Instructions to follow
Reproduce the part of the TPACK passage below, starting with "Technological pedagogical content" and going on through "discuss these clusters.".

Associations were calculated between Item 21J (Part VIII) in the SITES 2006 teachers’ questionnaire, I know which teaching or learning situations are suitable for ICT use (TPACK), and other variables from Parts II–VIII (available from Brese & Castens, 2009) that focused on teaching and learning practices in Grade 8 mathematics classrooms. TPACK clusters (themes) were identified by the association study. Statistical relationships (associations) between categorical variables were determined with Chi-square tests and effect sizes to determine if the relationship was large enough to be significant (Ellis & Steyn, 2003). Only the effect sizes of significance are reported. The Statistical Consultation Services of our university assisted in the cross tabulation analysis using SPSS® 16.0 for Windows (SPSS, 2007).
Findings
This section presents the findings that Grade 8 mathematics teachers who have TPACK 21J (I know which teaching or learning situations are suitable for ICT use) are more effective teaching mathematics in South African schools. The findings grouped into four clusters: (1) impact of ICT use, (2) teacher practices, (3) confidence and (4) barriers, according to the categories of the SITES 2006 questionnaire. Two categories are used to display the findings: percentages (TPACK and NO TPACK or Yes and No) and effect sizes (Figure 2).
Technological pedagogical content knowledge clusters
Figure 2 shows the effect sizes of the four main TPACK clusters. The following section will discuss these clusters.

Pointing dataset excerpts
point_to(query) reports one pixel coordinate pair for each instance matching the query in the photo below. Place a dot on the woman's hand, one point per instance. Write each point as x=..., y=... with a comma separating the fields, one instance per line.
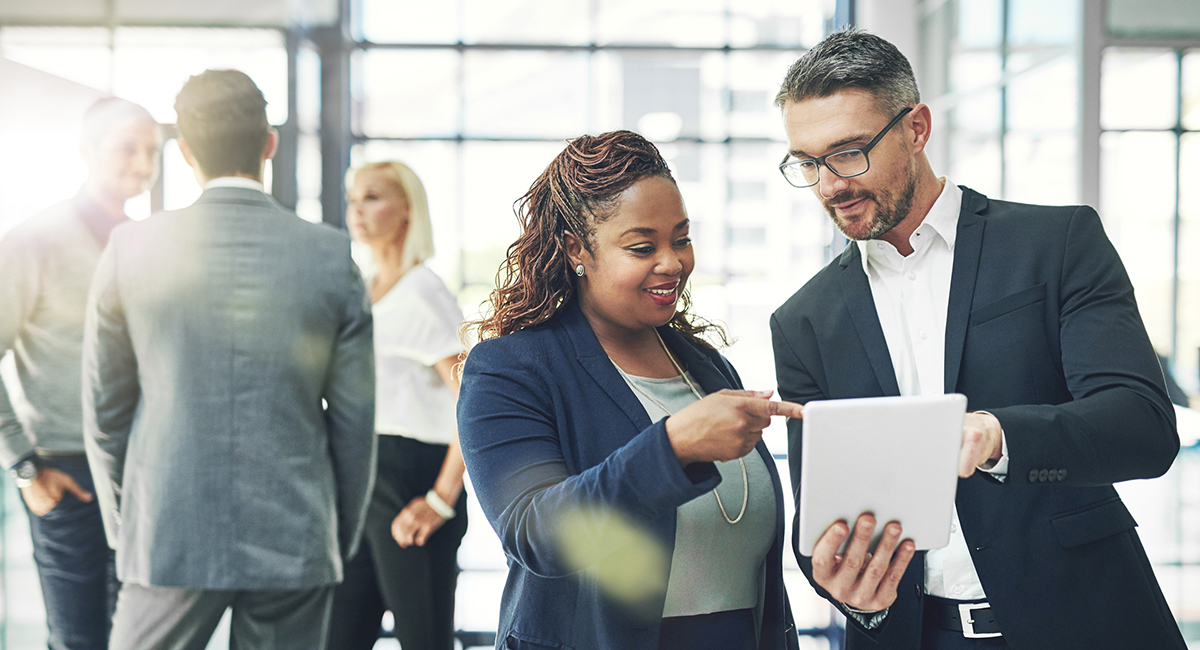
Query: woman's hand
x=415, y=523
x=725, y=425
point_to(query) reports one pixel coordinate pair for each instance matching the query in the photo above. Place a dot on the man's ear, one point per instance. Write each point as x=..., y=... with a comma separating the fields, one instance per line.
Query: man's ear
x=273, y=143
x=922, y=127
x=187, y=154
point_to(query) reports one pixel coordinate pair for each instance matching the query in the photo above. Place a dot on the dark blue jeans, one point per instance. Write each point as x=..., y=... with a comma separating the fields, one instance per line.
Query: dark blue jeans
x=75, y=564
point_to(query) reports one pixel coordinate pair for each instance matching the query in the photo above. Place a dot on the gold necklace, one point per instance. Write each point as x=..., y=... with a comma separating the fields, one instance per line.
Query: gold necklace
x=745, y=482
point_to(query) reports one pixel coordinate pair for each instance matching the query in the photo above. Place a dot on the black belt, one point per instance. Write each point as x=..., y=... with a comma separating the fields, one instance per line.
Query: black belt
x=972, y=619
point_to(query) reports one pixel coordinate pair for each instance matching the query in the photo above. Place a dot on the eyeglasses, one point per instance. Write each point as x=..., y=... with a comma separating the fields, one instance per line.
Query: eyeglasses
x=846, y=163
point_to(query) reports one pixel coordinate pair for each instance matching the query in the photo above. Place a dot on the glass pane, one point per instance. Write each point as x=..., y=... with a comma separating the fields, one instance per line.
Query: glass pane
x=976, y=161
x=981, y=23
x=1139, y=218
x=1044, y=23
x=1041, y=167
x=786, y=23
x=697, y=23
x=526, y=94
x=527, y=22
x=406, y=92
x=179, y=185
x=79, y=54
x=1138, y=89
x=1161, y=18
x=671, y=95
x=1187, y=356
x=489, y=221
x=151, y=64
x=437, y=163
x=407, y=22
x=307, y=90
x=754, y=82
x=975, y=70
x=309, y=166
x=1045, y=97
x=1192, y=90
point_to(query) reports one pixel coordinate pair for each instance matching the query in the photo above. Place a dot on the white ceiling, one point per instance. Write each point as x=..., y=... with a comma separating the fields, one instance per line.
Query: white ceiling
x=172, y=12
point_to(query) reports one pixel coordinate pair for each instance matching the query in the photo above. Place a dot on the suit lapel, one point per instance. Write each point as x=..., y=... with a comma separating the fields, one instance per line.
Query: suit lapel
x=967, y=244
x=861, y=304
x=595, y=361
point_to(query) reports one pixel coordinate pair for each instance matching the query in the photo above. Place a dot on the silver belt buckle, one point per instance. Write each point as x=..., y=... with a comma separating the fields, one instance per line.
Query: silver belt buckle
x=965, y=609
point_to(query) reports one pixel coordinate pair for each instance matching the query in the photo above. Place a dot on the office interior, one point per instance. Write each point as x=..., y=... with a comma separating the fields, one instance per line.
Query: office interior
x=1038, y=101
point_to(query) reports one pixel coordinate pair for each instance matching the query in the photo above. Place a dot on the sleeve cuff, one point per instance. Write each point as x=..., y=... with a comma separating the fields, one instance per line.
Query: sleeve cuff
x=869, y=620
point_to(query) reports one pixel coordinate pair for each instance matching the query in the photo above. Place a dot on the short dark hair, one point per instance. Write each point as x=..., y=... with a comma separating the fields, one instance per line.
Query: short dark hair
x=102, y=115
x=222, y=116
x=852, y=58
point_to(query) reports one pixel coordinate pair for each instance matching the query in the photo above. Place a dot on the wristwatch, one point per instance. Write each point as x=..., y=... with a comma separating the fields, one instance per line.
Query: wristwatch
x=25, y=473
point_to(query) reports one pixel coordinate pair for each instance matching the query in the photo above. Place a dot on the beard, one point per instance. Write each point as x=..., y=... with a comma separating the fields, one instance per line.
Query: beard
x=891, y=209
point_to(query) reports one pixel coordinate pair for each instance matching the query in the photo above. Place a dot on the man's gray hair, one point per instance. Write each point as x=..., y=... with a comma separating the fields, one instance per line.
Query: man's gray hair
x=852, y=58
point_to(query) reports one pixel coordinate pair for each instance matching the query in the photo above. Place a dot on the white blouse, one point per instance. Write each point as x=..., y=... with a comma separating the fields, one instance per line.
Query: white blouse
x=415, y=326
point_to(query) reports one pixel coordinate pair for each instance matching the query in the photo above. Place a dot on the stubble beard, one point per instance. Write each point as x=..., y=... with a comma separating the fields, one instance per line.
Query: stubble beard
x=888, y=212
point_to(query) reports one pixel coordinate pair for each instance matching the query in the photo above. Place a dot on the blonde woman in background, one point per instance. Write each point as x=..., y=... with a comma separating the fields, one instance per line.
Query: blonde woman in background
x=418, y=513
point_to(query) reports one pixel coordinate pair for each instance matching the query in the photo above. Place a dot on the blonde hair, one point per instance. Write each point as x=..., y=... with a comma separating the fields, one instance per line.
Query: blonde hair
x=419, y=240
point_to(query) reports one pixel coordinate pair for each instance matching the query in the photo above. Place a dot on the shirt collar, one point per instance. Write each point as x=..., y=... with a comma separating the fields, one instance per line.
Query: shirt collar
x=99, y=222
x=942, y=220
x=235, y=181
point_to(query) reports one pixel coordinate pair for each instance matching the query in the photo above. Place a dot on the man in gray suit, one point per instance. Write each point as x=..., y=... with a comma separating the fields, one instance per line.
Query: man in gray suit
x=228, y=398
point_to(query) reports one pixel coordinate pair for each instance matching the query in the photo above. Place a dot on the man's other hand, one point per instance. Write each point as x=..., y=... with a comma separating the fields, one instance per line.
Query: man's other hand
x=982, y=443
x=861, y=579
x=48, y=488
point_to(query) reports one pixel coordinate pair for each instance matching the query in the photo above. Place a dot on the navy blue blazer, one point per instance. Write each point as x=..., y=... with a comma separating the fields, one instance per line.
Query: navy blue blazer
x=582, y=488
x=1043, y=331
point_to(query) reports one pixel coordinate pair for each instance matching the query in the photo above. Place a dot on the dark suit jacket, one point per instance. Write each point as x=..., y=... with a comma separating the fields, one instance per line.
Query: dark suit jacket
x=229, y=396
x=582, y=488
x=1043, y=331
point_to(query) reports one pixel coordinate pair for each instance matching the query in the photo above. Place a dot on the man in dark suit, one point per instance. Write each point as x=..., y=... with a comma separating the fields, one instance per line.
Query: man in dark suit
x=228, y=398
x=1025, y=310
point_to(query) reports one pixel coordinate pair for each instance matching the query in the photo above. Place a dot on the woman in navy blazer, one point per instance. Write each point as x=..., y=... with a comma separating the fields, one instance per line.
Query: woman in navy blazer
x=582, y=487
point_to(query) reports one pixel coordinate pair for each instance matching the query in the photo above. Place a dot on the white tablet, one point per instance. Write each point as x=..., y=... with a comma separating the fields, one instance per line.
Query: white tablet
x=895, y=457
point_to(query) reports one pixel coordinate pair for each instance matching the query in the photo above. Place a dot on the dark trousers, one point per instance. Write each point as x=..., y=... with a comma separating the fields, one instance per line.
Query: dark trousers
x=731, y=630
x=76, y=567
x=417, y=583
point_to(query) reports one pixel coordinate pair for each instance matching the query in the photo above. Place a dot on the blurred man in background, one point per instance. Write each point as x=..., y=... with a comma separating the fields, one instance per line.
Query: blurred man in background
x=228, y=398
x=46, y=266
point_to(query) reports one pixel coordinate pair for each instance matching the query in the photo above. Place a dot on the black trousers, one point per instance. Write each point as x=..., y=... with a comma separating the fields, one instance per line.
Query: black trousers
x=417, y=583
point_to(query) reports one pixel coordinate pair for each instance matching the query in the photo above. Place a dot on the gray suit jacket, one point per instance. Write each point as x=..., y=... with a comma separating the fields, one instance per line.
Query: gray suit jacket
x=229, y=397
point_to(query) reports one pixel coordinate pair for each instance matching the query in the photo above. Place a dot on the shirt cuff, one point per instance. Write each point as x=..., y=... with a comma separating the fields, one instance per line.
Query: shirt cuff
x=869, y=620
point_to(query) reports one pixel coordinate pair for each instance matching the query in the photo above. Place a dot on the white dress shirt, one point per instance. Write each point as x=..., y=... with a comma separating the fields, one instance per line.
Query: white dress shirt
x=911, y=296
x=235, y=181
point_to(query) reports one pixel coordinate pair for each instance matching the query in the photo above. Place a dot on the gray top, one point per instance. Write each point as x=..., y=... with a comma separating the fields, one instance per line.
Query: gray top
x=46, y=266
x=715, y=566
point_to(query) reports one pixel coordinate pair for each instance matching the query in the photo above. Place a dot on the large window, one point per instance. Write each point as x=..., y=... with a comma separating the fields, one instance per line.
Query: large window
x=479, y=96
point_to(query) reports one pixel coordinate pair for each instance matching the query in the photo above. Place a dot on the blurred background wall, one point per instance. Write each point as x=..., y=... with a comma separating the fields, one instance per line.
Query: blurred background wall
x=1043, y=101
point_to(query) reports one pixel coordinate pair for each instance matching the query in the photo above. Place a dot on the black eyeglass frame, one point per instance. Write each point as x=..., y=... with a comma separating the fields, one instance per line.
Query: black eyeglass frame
x=865, y=149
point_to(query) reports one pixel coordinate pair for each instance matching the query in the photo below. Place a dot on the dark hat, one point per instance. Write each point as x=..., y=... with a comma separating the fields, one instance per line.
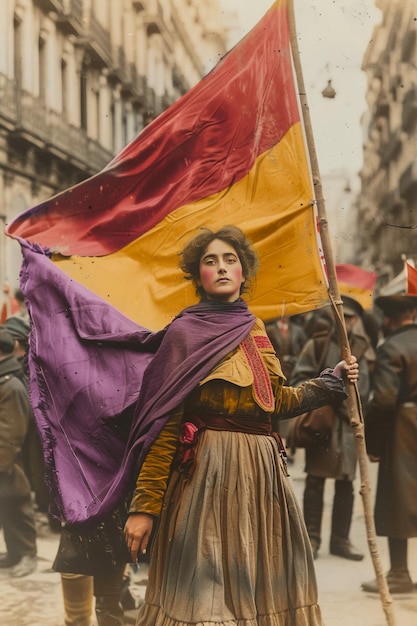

Exercise result
Technological pedagogical content knowledge clusters
Figure 2 shows the effect sizes of the four main TPACK clusters. The following section will discuss these clusters.